__TEXT TO READ__:
Rehashing a Rehash of Basic Thermodynamics

Heat reservoir versus heat sink - A heat reservoir is bi-directional and a heat sink is one way.  Most heat sinks aren't even close to ideal but they never reverse direction during normal operation.  For climate science the oceans are a good reservoir the atmosphere is a poor reservoir and the poles are heat sinks.

Zeroth Law of Thermodynamics - A "Thermodynamic Temperature", source temperature or sink temperature, has to accurately describe the energy available in the source and sink.  "Average" temperature of a process is pretty much meaningless.  "The zeroth law of thermodynamics states that if two thermodynamic systems are each in thermal equilibrium with a third, then they are in thermal equilibrium with each other."   Since energy varies with the forth power of temperature, a "half way" temperature would indicate different energy flows to source and sink so it would not be in equilibrium or steady state relative to both source and sink.  It is an invalid frame of reference.  For example, 0K (0 Wm-2) to 288K(390 Wm-2) would have an average temperature of 144K and an average energy of 195 Wm-2 which has an equivalent temperature of 242 K degrees.  If you use 242 K degrees as a frame of reference with respect to 288K degrees or 0K degrees there is a huge error.  The 33 C "greenhouse effect" temperature and energy range is meaningless by itself.

__WHAT IS ASKED__:
[A] For each statement, answer yes or no according to the thermodynamics text and quote the words from it that decide the answer. (i) The atmosphere is described as a good heat reservoir. (ii) A heat sink is described as one way. (iii) In the example, an average energy of 195 Wm-2 corresponds to an equivalent temperature of 242 K.
[B] Please carry on the thermodynamics text from its last sentence, keeping its tone and subject.
The records that come next are separate material and are not part of the thermodynamics text.

Records from a dataset:

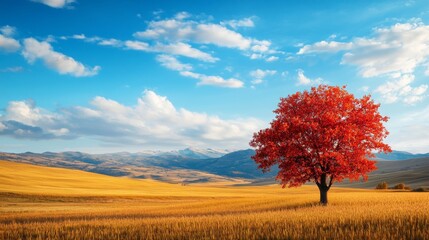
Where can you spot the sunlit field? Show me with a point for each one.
(120, 208)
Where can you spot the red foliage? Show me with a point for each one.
(323, 135)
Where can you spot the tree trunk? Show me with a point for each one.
(323, 195)
(324, 188)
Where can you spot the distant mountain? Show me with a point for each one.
(399, 155)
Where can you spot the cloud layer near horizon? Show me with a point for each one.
(153, 121)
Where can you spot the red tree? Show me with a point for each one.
(323, 135)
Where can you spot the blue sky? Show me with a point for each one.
(135, 75)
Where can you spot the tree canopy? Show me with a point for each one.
(323, 135)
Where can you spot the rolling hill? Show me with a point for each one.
(192, 166)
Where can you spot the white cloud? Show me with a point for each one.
(55, 3)
(399, 89)
(213, 80)
(260, 74)
(410, 132)
(153, 121)
(172, 63)
(184, 49)
(272, 59)
(12, 69)
(324, 46)
(182, 28)
(110, 42)
(177, 29)
(257, 81)
(61, 63)
(396, 49)
(245, 22)
(137, 45)
(180, 49)
(9, 44)
(304, 80)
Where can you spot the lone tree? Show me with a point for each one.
(324, 135)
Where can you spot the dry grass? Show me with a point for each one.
(132, 209)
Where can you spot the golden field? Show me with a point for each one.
(52, 203)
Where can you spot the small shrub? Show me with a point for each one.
(382, 185)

__RESPONSES PER TASK__:
[A]
(i) No: "the atmosphere is a poor reservoir"
(ii) Yes: "a heat sink is one way"
(iii) Yes: "an average energy of 195 Wm-2 which has an equivalent temperature of 242 K degrees"

[B]
Latent and Convective Heat in an open system is a bitch.  Since latent heat and convection are inter-related, higher surface convection increases the rate of evaporation, and the flow of the latent heat is driven by more than just temperature differential, plus there is phase change in the stream that varies with turbulent mixing which can change the flow rate, you have a marvelously complex fluid dynamics problem without a reliable solution.  You may be able to approximate a range of possible solutions, but the problem is essentially chaotic.

All this makes for a wonderful puzzle with no perfectly correct solution.  You can "ASSUME" any number of sources and sinks which is nothing more than varying your frames of reference.  You can pigeonhole each frame with some neat sciency sounding name, like maximum entropy production, minimum entropy production, construction theory, dissipation theory and probably a few dozen others and it is pretty likely that no two independent methods will agree "exactly".  If the methods are done correctly and the data valid, you will end up with a range of possible "answers" which should define a range or region of probability.

If you consider the thoughts of S. Manabe, THE greenhouse effect should produce about 60 C of "surface" warming.  Convection which is intertwined with latent heat should produce about -30C of negative feedback to the GHE from that "surface" reference.  If the GHE and the Convective feedback are not perfectly linear, very likely, you have the potential for regime changes The trick is to find the likely range of temperatures AND the offset that may be produced by man cause CO2e "forcing".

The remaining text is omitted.